Excerpt provided:

That's impossible right now. As great a performer as she may be, Griffin's not going to be heard on Top 40 radio unless she suddenly begins making rhythm-oriented records, and her videos aren't going on MTV as long as she remains an adult woman. Touring with the Dixie Chicks was a coup, but not in a way that the record label chose to exploit; most likely, major labels being as retarded in reality as reputation, it didn't know how to exploit it.

Meantime, A&M, already absorbed by Polygram, lost its identity after Polygram's sale to Universal Music, and its autonomy was further squashed when Seagrams, Universal's owner, merged with Vivendi. All those deals generate, first and foremost, debt that must be serviced, which means that cash flow, not career development, becomes paramount. Hothouse flowers can be forced; the careers of naturally blooming artists like Griffin bud slowly. Time, let alone patience, isn't something the big labels can afford or will cultivate any more.

Griffin went into the studio to make her third album, Silver Bell, with these realities hanging over her. Instead of A&M being poised to capitalize on the gains she'd already made, she was facing a last chance. In fact, after the merger with Universal, there was no A&M at all. Its artist roster became part of Interscope, headed by former record producer Jimmy Iovine. Iovine has a long and (once) deserved reputation as a music guy.

Material:

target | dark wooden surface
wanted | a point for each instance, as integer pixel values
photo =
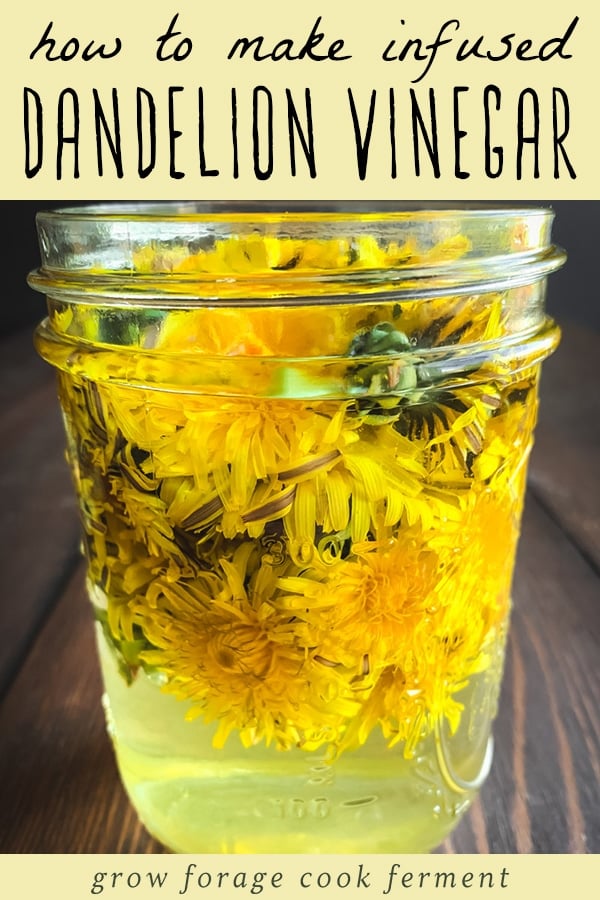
(60, 789)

Short problem 1:
Reproduce the passage on Griffin's career starting at "Meantime, A&M, already" and ending at "cultivate any more.", substituting "short-term revenue" for "cash flow".
Short problem 2:
Answer these questions from the passage on Griffin's career:
(a) Which act did Griffin tour with?
(b) Which company merged with Vivendi?
(c) What is the title of Griffin's third album?
Short problem 3:
Summarize the passage on Griffin's career in two sentences.

Solution 1:
Meantime, A&M, already absorbed by Polygram, lost its identity after Polygram's sale to Universal Music, and its autonomy was further squashed when Seagrams, Universal's owner, merged with Vivendi. All those deals generate, first and foremost, debt that must be serviced, which means that short-term revenue, not career development, becomes paramount. Hothouse flowers can be forced; the careers of naturally blooming artists like Griffin bud slowly. Time, let alone patience, isn't something the big labels can afford or will cultivate any more.

Solution 2:
(a) The Dixie Chicks
(b) Seagrams, Universal's owner
(c) Silver Bell

Solution 3:
Griffin cannot get onto Top 40 radio or MTV, and her record label did not exploit her tour with the Dixie Chicks. A&M lost its identity and autonomy through a chain of corporate deals that made cash flow paramount, and after the Universal merger its roster became part of Interscope, so Griffin made her third album, Silver Bell, facing a last chance.